[Some records]
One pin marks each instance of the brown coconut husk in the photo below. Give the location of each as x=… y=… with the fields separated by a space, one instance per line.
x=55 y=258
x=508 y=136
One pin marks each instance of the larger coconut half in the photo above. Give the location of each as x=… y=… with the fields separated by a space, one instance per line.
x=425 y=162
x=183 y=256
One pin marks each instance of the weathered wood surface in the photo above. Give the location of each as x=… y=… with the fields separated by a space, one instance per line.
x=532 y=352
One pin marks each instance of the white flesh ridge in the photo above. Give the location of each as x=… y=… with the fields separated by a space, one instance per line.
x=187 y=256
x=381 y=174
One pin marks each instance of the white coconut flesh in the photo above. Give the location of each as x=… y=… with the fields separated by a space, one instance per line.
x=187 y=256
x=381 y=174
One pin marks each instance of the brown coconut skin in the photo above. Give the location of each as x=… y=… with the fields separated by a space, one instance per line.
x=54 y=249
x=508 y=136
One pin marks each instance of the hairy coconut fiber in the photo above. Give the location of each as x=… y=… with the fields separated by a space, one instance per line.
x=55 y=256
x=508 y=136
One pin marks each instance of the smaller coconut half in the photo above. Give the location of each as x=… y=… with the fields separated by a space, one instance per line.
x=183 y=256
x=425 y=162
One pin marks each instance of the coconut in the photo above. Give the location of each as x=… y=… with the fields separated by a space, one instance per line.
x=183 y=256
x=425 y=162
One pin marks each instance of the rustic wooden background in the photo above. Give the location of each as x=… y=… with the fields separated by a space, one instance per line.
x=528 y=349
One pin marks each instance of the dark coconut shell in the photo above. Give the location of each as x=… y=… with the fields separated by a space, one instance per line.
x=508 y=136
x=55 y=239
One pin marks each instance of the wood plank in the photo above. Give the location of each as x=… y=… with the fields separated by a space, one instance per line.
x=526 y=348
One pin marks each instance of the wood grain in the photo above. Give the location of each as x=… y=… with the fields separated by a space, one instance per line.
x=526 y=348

- Given problem: Rewrite the items from the very first line down through the line that contains "x=532 y=352", changing "pin" to "marker" and keeping everything else the same.

- Output of the task:
One marker marks each instance of the brown coconut husk in the photo below. Give the location of each as x=… y=… with the fields separated by a space, one instance per line.
x=55 y=258
x=508 y=136
One marker marks each instance of the larger coconut half in the photo above. Give the location of each as x=… y=… with the fields separated by a space, one instance per line.
x=425 y=162
x=183 y=256
One marker marks each instance of the weathered wood surface in the photo above. Give the location of each as x=… y=… with the fields separated by a space, one instance per line.
x=532 y=352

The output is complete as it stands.